→ **Work required**: Quote the rows from the line containing "trace the outline of man's dark hair" through the line containing "[[[11,2],[13,1],[13,2]],[[277,0],[21,0],[1,2],[1,64],[280,67]]]", including both of those lines.

→ **Supplied data**:
====================

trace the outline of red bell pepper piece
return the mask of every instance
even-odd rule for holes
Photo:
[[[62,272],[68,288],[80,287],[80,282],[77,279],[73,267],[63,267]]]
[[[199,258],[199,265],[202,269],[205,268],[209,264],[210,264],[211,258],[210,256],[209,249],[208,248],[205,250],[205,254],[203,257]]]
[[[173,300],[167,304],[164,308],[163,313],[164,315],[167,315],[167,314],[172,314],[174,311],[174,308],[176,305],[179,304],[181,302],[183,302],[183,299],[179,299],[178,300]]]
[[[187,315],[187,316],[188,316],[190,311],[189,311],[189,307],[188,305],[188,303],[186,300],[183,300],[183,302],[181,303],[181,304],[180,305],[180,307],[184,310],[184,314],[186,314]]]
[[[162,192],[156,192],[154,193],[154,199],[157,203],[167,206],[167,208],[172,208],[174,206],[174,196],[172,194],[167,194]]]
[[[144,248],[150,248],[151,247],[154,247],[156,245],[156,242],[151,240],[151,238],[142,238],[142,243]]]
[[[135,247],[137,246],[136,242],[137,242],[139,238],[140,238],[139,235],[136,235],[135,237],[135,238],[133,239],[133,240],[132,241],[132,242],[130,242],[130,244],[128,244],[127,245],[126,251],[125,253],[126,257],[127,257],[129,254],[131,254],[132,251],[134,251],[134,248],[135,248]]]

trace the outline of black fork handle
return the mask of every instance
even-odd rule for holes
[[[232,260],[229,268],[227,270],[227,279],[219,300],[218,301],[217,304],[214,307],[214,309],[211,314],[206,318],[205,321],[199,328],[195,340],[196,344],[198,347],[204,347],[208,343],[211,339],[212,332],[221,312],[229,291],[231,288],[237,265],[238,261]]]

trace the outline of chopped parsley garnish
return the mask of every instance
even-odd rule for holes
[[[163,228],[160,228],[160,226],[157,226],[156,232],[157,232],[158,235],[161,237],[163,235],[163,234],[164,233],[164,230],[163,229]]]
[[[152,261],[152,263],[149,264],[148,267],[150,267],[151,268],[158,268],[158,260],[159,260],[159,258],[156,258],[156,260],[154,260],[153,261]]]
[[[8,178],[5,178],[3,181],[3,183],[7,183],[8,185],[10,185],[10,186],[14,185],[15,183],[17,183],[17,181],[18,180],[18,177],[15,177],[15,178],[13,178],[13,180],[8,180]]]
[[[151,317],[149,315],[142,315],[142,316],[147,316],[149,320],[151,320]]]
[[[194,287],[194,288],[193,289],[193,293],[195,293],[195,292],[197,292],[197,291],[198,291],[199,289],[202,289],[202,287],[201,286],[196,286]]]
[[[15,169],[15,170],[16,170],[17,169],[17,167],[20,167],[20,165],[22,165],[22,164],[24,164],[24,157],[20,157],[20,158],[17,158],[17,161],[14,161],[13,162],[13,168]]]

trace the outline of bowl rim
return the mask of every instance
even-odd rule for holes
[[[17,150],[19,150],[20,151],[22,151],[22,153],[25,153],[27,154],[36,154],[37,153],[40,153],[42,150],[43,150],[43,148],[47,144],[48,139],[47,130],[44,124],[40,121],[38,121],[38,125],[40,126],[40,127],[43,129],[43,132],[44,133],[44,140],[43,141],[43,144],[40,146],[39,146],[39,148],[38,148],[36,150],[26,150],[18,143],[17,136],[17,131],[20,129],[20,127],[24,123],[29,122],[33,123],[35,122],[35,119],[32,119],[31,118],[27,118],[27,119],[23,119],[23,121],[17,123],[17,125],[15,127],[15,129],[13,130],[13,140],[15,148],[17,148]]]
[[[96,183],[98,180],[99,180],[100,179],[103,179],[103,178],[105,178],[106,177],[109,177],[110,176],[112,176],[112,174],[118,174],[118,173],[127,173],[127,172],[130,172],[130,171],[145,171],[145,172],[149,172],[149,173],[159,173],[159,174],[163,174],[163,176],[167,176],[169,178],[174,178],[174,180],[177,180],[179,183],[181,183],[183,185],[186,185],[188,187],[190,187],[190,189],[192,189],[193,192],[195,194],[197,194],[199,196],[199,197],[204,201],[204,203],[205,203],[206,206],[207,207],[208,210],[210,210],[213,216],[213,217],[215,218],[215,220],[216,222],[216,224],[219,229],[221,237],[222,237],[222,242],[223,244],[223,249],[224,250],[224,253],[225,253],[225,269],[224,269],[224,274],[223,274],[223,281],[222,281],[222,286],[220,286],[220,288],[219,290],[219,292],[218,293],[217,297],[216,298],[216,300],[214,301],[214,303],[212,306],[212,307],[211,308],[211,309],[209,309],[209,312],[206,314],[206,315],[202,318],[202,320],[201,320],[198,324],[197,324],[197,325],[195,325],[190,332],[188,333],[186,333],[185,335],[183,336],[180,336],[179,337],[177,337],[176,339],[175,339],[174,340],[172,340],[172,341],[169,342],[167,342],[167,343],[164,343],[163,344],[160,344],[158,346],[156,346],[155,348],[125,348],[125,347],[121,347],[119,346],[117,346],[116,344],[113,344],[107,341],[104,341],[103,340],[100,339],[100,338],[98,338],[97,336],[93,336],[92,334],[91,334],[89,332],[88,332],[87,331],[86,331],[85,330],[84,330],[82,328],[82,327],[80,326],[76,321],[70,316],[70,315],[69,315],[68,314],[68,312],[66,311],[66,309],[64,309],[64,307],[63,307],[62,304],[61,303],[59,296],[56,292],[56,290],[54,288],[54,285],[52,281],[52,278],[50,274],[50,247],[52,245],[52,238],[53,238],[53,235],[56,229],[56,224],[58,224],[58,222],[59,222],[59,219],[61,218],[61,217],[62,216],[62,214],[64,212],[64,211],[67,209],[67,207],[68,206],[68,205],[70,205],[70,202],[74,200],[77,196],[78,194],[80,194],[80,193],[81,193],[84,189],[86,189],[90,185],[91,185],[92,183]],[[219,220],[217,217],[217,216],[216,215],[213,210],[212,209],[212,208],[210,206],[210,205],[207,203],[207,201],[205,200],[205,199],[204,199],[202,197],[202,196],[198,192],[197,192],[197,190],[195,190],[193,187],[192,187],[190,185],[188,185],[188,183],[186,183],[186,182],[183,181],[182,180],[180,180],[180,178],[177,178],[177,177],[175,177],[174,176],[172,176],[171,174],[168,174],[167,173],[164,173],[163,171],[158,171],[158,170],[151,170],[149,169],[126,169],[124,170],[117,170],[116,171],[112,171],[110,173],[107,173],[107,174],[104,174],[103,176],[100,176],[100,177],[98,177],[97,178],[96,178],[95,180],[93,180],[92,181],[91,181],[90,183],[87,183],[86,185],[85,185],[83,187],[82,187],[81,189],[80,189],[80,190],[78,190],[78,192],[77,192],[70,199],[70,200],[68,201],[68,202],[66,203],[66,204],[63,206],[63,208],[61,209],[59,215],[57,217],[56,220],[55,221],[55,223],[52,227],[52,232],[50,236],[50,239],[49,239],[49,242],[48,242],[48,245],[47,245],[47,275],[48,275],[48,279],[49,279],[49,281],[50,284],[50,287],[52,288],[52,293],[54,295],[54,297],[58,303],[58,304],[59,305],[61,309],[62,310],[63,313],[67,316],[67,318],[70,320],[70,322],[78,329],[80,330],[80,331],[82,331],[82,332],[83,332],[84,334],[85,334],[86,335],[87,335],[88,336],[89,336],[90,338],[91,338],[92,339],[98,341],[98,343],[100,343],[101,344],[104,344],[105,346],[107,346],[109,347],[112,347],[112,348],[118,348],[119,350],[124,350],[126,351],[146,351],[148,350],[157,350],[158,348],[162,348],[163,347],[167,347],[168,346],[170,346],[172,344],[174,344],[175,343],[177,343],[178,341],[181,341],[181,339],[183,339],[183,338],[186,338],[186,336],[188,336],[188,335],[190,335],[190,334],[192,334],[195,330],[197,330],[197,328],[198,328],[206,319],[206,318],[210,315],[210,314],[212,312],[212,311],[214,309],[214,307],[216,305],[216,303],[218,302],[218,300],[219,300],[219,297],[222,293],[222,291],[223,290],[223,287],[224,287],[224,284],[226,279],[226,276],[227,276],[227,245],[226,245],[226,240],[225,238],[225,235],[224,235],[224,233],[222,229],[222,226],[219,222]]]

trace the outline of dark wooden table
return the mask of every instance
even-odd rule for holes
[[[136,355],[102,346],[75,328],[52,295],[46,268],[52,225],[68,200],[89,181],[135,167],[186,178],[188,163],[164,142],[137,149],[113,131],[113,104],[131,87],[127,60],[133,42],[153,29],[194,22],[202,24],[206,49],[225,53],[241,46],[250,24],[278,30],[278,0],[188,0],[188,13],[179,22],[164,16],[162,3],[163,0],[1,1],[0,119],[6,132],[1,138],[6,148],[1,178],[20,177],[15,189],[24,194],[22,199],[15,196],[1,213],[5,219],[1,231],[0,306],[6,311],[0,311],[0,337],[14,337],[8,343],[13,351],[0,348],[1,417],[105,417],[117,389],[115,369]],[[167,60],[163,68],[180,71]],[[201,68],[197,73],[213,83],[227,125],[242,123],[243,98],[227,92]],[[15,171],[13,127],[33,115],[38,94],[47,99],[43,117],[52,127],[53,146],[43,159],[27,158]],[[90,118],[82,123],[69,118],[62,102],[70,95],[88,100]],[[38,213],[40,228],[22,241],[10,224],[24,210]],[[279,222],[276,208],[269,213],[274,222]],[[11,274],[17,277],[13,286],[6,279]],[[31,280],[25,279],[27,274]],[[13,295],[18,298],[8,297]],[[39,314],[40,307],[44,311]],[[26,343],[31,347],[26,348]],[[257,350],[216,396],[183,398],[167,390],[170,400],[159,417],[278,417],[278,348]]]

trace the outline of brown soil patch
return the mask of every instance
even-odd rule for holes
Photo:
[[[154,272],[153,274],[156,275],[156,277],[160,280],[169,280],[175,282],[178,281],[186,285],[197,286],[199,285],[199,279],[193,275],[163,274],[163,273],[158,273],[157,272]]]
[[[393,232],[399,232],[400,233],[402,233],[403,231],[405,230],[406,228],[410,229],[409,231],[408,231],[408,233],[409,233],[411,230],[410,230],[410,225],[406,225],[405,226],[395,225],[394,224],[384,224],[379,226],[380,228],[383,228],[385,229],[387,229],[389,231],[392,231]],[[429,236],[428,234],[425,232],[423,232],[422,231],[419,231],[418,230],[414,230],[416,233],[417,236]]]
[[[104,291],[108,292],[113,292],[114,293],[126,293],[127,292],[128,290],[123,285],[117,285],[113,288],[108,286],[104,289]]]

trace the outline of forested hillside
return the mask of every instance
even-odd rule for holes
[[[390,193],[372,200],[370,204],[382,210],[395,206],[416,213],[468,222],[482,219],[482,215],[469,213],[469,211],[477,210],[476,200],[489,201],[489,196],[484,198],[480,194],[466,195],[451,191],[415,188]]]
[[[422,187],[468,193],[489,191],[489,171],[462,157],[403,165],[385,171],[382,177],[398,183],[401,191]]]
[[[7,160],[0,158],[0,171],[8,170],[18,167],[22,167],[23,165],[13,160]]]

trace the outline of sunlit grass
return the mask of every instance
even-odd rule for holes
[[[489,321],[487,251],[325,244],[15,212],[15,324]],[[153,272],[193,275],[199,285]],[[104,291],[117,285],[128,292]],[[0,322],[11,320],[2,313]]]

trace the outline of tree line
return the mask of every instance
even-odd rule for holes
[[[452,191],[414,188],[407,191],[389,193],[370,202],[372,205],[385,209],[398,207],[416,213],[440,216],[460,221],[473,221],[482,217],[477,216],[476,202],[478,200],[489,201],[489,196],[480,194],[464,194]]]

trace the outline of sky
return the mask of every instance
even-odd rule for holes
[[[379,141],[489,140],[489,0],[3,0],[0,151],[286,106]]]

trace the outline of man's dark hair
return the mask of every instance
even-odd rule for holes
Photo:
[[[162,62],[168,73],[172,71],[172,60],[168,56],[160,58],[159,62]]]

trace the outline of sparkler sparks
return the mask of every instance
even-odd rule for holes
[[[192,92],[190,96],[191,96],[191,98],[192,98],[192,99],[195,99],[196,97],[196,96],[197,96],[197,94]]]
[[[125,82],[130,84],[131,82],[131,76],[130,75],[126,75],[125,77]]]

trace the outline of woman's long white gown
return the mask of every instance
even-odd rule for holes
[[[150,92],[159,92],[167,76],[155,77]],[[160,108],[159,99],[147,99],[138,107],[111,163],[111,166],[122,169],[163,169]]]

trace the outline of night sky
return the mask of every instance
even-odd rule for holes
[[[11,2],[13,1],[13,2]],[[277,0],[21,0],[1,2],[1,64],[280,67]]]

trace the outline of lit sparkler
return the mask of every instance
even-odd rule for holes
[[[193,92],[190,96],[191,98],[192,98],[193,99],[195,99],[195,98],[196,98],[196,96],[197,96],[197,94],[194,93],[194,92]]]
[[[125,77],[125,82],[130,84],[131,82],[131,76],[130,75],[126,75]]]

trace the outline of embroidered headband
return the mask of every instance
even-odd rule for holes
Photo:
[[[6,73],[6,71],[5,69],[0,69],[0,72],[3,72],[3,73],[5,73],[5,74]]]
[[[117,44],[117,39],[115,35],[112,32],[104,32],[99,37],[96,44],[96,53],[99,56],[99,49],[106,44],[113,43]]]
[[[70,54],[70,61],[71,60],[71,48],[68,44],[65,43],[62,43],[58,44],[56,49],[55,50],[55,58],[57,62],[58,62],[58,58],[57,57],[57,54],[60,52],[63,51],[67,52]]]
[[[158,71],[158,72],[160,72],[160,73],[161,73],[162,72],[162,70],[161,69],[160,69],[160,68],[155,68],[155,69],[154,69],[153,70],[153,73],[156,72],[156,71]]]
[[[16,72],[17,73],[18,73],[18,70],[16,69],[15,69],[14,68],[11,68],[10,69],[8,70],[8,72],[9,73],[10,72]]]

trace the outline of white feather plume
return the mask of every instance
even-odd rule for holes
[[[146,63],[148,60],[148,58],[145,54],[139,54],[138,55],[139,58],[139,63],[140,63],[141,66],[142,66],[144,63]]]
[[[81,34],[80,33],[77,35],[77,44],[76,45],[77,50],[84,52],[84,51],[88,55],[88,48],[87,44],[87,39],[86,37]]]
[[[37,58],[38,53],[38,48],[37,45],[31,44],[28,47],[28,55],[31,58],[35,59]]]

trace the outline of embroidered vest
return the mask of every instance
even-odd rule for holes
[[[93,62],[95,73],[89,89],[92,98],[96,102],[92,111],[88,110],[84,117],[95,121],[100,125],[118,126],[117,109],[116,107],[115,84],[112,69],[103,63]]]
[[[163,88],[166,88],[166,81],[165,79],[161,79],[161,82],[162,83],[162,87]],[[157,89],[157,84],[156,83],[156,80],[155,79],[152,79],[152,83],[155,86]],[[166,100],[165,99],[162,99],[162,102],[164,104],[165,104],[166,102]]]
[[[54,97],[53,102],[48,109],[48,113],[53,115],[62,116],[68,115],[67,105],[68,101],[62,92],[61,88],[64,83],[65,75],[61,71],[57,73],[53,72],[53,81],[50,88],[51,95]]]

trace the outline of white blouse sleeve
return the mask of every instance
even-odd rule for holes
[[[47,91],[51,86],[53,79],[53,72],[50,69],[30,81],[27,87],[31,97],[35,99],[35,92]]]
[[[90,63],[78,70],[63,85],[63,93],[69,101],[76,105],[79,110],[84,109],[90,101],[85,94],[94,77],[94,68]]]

====================

→ **Response for this exercise**:
trace the outline of man's dark hair
return the mask of every instance
even-odd rule for holes
Photo:
[[[162,62],[168,73],[172,71],[172,60],[168,56],[160,58],[159,62]]]

trace the outline of sparkler sparks
return the mask of every instance
even-odd rule for holes
[[[192,92],[190,96],[191,96],[191,98],[192,98],[192,99],[195,99],[196,97],[196,96],[197,96],[197,94]]]
[[[125,82],[130,84],[131,82],[131,76],[130,75],[126,75],[125,77]]]

trace the outline of woman's long white gown
return the mask of every instance
even-odd rule for holes
[[[150,92],[159,92],[167,76],[155,77]],[[160,108],[159,99],[147,99],[138,107],[111,163],[111,166],[122,169],[163,169]]]

trace the outline of night sky
return the mask of every instance
even-odd rule for holes
[[[11,2],[13,1],[13,2]],[[277,0],[21,0],[1,2],[1,64],[280,67]]]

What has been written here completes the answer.